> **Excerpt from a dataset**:
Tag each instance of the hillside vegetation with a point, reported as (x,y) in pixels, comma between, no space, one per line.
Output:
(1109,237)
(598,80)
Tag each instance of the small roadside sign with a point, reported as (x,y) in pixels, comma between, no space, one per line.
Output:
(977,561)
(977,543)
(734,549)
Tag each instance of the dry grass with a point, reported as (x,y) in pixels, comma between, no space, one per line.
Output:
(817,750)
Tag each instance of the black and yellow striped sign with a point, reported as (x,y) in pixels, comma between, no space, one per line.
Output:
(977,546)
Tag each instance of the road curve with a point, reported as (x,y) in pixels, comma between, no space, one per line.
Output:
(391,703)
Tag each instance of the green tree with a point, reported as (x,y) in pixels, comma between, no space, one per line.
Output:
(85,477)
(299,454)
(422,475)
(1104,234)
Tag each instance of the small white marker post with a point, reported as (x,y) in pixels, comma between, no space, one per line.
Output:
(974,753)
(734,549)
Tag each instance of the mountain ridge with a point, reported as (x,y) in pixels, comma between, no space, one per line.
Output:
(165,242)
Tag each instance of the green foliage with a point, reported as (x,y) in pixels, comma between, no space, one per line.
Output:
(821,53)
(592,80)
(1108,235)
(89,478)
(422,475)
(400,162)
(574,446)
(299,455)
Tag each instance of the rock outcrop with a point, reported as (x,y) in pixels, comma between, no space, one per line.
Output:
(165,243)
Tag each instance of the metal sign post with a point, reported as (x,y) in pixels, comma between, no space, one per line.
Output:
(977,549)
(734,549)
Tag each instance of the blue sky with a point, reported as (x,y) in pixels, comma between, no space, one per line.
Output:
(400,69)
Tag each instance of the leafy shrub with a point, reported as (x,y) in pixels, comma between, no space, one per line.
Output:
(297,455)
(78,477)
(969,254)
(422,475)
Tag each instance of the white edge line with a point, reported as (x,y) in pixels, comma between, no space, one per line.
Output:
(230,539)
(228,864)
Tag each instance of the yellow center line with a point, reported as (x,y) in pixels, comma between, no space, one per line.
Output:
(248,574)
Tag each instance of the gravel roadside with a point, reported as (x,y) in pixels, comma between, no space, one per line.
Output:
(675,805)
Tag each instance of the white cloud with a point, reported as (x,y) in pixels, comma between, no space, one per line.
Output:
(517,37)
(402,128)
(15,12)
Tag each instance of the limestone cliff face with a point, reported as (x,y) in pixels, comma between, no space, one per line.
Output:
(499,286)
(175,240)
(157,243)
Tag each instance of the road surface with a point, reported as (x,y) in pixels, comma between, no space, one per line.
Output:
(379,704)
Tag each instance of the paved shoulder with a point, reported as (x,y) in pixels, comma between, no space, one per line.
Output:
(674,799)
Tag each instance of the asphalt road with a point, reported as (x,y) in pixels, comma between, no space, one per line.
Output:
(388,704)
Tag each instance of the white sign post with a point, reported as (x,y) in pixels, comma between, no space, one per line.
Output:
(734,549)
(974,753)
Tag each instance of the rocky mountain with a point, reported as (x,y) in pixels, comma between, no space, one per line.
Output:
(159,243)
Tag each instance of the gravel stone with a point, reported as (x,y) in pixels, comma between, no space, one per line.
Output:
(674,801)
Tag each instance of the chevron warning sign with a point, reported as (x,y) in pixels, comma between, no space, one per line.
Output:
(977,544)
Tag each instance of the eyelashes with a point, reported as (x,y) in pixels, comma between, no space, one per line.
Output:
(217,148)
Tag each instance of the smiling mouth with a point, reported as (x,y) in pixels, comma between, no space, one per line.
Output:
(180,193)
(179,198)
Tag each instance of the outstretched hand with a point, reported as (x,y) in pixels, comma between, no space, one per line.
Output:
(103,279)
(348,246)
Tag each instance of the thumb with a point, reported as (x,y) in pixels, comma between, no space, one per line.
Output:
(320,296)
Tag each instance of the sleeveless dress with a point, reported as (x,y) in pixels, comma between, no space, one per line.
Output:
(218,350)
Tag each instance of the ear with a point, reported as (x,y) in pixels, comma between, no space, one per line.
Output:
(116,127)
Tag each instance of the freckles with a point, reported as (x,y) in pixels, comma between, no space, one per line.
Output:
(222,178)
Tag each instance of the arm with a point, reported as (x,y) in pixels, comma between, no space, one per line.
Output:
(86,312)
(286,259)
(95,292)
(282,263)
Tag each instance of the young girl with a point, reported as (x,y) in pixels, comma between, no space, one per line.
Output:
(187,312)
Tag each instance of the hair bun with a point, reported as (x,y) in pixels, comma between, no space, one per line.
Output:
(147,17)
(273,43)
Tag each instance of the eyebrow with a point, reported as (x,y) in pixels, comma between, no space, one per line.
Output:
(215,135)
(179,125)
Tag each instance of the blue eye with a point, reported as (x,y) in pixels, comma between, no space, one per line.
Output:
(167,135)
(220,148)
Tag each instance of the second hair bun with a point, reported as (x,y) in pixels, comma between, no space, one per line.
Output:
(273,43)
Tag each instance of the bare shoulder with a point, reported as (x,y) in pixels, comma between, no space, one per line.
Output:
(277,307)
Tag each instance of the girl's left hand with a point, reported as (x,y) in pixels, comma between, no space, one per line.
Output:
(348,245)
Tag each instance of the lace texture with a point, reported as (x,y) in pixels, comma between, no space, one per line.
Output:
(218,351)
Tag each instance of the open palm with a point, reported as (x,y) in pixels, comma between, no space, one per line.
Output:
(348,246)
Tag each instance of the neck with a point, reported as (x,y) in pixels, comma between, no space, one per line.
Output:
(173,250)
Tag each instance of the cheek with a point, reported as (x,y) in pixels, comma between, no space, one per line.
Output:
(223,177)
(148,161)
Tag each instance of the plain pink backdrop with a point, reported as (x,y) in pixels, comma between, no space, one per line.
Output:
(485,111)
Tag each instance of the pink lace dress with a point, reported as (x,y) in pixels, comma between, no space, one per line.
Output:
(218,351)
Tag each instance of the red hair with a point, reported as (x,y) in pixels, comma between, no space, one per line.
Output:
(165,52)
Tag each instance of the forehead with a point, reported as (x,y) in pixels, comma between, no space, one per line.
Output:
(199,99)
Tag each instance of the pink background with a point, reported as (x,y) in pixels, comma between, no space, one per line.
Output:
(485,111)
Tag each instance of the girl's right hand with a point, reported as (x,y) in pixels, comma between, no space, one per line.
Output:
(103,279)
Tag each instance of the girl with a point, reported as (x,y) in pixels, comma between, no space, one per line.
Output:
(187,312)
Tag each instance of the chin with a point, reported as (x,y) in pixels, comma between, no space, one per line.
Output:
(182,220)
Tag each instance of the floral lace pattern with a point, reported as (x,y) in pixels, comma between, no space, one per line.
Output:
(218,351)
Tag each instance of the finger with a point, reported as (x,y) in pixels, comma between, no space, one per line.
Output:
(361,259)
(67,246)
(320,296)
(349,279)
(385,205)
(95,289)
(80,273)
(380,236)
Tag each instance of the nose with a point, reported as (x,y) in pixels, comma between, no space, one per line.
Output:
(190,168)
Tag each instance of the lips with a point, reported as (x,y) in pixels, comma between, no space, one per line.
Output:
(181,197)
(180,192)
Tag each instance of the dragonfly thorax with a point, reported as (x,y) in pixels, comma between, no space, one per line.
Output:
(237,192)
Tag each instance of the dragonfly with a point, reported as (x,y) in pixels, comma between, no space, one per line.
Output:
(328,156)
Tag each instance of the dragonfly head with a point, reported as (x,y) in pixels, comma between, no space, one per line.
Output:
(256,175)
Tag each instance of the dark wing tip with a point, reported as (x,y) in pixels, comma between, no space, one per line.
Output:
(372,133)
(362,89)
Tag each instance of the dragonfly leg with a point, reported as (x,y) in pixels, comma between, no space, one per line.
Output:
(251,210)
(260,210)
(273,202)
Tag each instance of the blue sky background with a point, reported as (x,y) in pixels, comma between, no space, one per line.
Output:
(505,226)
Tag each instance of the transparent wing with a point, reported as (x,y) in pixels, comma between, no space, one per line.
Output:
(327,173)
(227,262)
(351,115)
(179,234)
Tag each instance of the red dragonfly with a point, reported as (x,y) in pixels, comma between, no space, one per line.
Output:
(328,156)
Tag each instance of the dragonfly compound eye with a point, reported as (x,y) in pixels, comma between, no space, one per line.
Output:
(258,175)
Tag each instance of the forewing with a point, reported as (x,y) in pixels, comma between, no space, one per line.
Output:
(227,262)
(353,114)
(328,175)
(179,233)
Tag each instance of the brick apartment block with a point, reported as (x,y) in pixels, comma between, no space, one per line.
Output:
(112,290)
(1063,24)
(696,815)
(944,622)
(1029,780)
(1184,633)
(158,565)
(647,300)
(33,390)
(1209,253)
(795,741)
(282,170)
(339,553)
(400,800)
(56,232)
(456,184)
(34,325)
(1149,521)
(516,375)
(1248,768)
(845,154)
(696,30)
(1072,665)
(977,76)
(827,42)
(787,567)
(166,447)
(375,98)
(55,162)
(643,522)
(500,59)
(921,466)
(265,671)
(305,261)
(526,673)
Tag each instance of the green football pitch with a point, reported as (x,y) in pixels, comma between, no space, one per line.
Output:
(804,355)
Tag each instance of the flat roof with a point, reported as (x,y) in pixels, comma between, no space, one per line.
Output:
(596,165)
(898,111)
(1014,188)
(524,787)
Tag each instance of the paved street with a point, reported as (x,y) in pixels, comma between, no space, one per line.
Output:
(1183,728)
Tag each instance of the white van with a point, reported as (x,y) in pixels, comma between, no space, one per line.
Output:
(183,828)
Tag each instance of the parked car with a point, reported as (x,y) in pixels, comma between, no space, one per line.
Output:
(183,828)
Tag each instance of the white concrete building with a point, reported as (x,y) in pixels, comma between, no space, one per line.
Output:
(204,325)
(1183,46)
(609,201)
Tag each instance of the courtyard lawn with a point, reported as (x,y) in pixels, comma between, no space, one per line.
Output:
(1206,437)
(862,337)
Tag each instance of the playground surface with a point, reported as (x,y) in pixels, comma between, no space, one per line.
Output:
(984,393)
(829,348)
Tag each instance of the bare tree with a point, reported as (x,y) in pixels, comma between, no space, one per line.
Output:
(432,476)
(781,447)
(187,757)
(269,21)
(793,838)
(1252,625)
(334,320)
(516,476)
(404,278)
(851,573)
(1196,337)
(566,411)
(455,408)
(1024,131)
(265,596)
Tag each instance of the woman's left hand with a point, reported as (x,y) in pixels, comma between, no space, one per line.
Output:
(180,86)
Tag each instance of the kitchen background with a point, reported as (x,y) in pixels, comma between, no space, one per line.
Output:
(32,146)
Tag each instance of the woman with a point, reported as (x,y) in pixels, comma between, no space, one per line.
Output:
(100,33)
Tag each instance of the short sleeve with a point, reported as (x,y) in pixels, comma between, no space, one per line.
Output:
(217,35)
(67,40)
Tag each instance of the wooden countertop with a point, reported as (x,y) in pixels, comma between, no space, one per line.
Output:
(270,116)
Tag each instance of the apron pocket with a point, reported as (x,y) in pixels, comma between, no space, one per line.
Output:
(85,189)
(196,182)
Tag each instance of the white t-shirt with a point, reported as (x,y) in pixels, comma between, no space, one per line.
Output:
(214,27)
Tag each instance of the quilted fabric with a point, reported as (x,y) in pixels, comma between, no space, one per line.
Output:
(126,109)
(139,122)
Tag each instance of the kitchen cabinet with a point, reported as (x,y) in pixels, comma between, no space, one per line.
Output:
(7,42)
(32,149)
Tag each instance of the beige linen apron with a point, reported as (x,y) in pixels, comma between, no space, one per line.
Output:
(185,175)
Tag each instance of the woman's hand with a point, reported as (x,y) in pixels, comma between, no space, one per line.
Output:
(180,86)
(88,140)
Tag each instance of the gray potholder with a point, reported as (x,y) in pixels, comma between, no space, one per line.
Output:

> **Exercise objective**:
Output exactly the lines from the one containing "Tag each instance of the woman's left" through the last line of the entries, both ends included.

> **Output of the task**:
Tag each instance of the woman's left hand with a point, reported as (x,y) in pixels, comma between, no space, one per line.
Output:
(180,86)
Tag each instance of the kitchen background with a point, reported as (x,y) in pixels, comma between, no space, one per line.
Output:
(32,146)
Tag each instance of the woman with a point, reported as (x,y) in pixels, comma between, no space, one per line.
Output:
(100,33)
Tag each instance of the short sleeve with a point, reported as (x,y) in pixels, comma between, no space, one per line.
Output:
(217,35)
(67,40)
Tag each instance of the wooden countertop with a point, reported as (x,y) in pixels, comma between, no space, one per line.
Output:
(270,116)
Tag each instance of the apron pocket with a point, reported as (x,y) in pixels, comma between, no space, one per line.
Output:
(85,189)
(196,182)
Tag each instance of the white t-shirt with a point, reported as (x,y) in pixels, comma between, no space, one per line.
Output:
(214,27)
Tag each instance of the quilted fabric with a point, reported as (x,y) in pixels, comma between, no space, one per line.
Output:
(126,109)
(139,122)
Tag each instance of the kitchen cabinet with a point, reported as (x,y) in pixels, comma between, no space, one per line.
Output:
(7,42)
(32,149)
Tag each instance of the beige linen apron with a point, reported as (x,y) in pixels, comma between, no space, one per line.
Output:
(185,175)
Tag each instance of the woman's hand with a point, reported as (x,y) in pixels, comma between, no space, one per line.
Output:
(180,86)
(88,140)
Tag each instance of the gray potholder with a point, reported as (x,y) in pixels, comma between, no space, one per line.
Output:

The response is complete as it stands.